__WHAT YOU WILL DO__
Render all the entries below as a Markdown table with the columns No. and Text, putting a running number and one line per row. Leave out blank lines.
━━━ RECORDS FOR THIS EXERCISE ━━━
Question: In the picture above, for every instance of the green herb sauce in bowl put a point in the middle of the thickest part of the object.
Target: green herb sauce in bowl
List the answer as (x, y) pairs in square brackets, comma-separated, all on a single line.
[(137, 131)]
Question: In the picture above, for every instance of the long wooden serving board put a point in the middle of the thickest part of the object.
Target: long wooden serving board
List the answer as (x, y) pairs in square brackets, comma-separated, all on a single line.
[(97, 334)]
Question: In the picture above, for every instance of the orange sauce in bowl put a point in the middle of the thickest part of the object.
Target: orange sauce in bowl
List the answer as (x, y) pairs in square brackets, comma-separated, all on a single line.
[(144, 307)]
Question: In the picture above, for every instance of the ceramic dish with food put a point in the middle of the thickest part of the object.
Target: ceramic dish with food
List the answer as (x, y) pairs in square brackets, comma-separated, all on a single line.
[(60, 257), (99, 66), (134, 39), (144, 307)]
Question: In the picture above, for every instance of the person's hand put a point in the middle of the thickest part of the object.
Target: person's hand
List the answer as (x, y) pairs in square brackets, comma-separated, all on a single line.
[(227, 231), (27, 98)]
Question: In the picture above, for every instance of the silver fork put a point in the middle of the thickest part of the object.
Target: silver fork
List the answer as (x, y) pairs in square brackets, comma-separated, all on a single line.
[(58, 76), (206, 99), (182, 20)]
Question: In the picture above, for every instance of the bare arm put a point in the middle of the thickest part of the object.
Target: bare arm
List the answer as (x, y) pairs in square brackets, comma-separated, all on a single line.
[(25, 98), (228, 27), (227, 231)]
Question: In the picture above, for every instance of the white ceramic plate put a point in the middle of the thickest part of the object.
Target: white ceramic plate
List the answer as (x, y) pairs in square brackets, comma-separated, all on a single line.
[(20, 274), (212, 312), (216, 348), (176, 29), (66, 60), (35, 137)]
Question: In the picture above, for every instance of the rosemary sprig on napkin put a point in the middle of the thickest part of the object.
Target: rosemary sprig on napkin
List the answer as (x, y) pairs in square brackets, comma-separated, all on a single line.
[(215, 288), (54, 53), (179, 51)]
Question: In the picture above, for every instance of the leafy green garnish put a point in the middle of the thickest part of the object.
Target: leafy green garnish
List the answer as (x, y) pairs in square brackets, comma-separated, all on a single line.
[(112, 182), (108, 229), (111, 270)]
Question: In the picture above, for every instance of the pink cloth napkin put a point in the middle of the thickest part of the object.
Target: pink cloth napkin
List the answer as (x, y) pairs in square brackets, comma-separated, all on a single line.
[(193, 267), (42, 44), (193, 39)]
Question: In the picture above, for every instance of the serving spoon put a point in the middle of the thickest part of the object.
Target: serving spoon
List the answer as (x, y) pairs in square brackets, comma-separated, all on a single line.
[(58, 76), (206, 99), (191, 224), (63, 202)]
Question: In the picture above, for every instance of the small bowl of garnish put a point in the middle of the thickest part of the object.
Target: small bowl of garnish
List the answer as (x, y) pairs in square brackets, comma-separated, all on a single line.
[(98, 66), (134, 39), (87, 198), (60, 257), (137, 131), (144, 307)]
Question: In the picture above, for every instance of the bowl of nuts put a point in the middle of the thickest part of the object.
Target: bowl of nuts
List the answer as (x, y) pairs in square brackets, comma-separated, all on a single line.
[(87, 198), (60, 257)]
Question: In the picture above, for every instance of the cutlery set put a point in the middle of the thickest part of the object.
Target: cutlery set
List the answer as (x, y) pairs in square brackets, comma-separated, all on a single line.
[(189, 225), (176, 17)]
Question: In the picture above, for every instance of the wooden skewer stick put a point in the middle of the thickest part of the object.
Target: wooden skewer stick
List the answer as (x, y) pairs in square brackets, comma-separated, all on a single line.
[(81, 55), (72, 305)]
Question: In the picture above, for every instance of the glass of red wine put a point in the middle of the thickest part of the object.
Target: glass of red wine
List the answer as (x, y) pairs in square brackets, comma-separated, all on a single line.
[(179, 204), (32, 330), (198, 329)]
━━━
__FULL ANSWER__
| No. | Text |
|---|---|
| 1 | Question: In the picture above, for every instance of the green herb sauce in bowl put a point in the middle of the thickest part of the object. |
| 2 | Target: green herb sauce in bowl |
| 3 | List the answer as (x, y) pairs in square brackets, comma-separated, all on a single line. |
| 4 | [(137, 131)] |
| 5 | Question: In the picture above, for every instance of the long wooden serving board put a point in the middle of the thickest part of the object. |
| 6 | Target: long wooden serving board |
| 7 | List the answer as (x, y) pairs in square brackets, comma-separated, all on a single line. |
| 8 | [(97, 334)] |
| 9 | Question: In the picture above, for every instance of the orange sauce in bowl put a point in the middle of the thickest part of the object. |
| 10 | Target: orange sauce in bowl |
| 11 | List the answer as (x, y) pairs in square brackets, comma-separated, all on a single line. |
| 12 | [(144, 307)] |
| 13 | Question: In the picture above, for every instance of the ceramic dish with food put a point in the middle of the thickest part of the object. |
| 14 | Target: ceramic dish with food |
| 15 | List the answer as (x, y) pairs in square brackets, comma-separated, all on a single line. |
| 16 | [(60, 257), (99, 66), (134, 39), (144, 307)] |
| 17 | Question: In the picture above, for every instance of the person's hand put a point in the middle of the thickest part of the object. |
| 18 | Target: person's hand |
| 19 | List the answer as (x, y) pairs in square brackets, comma-separated, all on a single line. |
| 20 | [(227, 231), (27, 98)] |
| 21 | Question: In the picture above, for every instance of the silver fork put a point in the middle of the thickest part of the object. |
| 22 | Target: silver fork |
| 23 | List the answer as (x, y) pairs in square brackets, comma-separated, all on a single line. |
| 24 | [(58, 76), (206, 99), (182, 20)] |
| 25 | Question: In the picture above, for every instance of the bare arm put a point in the middle of the thickest part of the object. |
| 26 | Target: bare arm |
| 27 | List the answer as (x, y) pairs in square brackets, comma-separated, all on a single line. |
| 28 | [(25, 98), (228, 27), (227, 231)] |
| 29 | Question: In the picture above, for every instance of the white ceramic plate put a point in the middle of the thickest part of the object. |
| 30 | Target: white ceramic plate |
| 31 | List the answer as (x, y) pairs in square brackets, comma-separated, all on a single line. |
| 32 | [(20, 274), (212, 312), (216, 348), (176, 29), (66, 60), (35, 137)] |
| 33 | Question: In the picture above, for every instance of the rosemary sprig on napkin put a point in the middle of the thickest part of the object. |
| 34 | Target: rosemary sprig on napkin |
| 35 | List the answer as (x, y) pairs in square brackets, comma-separated, all on a single line. |
| 36 | [(215, 288), (54, 53), (179, 51)] |
| 37 | Question: In the picture above, for every instance of the leafy green garnish put a point in the middle of the thickest part of the object. |
| 38 | Target: leafy green garnish |
| 39 | List the answer as (x, y) pairs in square brackets, comma-separated, all on a single line. |
| 40 | [(112, 182), (108, 229), (111, 270)] |
| 41 | Question: In the picture above, for every instance of the pink cloth napkin put a point in the middle of the thickest part of the object. |
| 42 | Target: pink cloth napkin |
| 43 | List the answer as (x, y) pairs in square brackets, comma-separated, all on a single line. |
| 44 | [(193, 267), (42, 44), (193, 39)] |
| 45 | Question: In the picture above, for every instance of the serving spoon put a point in the middle of the thickest part of the object. |
| 46 | Target: serving spoon |
| 47 | List the answer as (x, y) pairs in square brackets, comma-separated, all on a single line. |
| 48 | [(58, 76), (206, 99), (191, 224), (63, 202)] |
| 49 | Question: In the picture above, for every instance of the small bowl of garnish put a point in the middle of the thickest part of the object. |
| 50 | Target: small bowl of garnish |
| 51 | List the answer as (x, y) pairs in square brackets, comma-separated, all on a single line. |
| 52 | [(98, 66), (134, 39), (87, 198), (60, 257), (137, 131), (144, 307)] |
| 53 | Question: In the picture above, for every instance of the bowl of nuts put a point in the middle of the thickest part of the object. |
| 54 | Target: bowl of nuts |
| 55 | List the answer as (x, y) pairs in square brackets, comma-separated, all on a single line. |
| 56 | [(87, 198), (60, 257)] |
| 57 | Question: In the picture above, for every instance of the cutlery set put a point in the middle of the thickest part of the object. |
| 58 | Target: cutlery set |
| 59 | List the answer as (x, y) pairs in square brackets, comma-separated, all on a single line. |
| 60 | [(189, 225), (176, 17)] |
| 61 | Question: In the picture above, for every instance of the wooden skewer stick put a point in the middle of the thickest part of the object. |
| 62 | Target: wooden skewer stick |
| 63 | List the answer as (x, y) pairs in square brackets, comma-separated, all on a single line. |
| 64 | [(81, 55), (72, 305)] |
| 65 | Question: In the picture above, for every instance of the glass of red wine put a point in the middle of the thickest part of the object. |
| 66 | Target: glass of red wine |
| 67 | List the answer as (x, y) pairs in square brackets, comma-separated, all on a single line. |
| 68 | [(179, 204), (32, 330), (198, 329)] |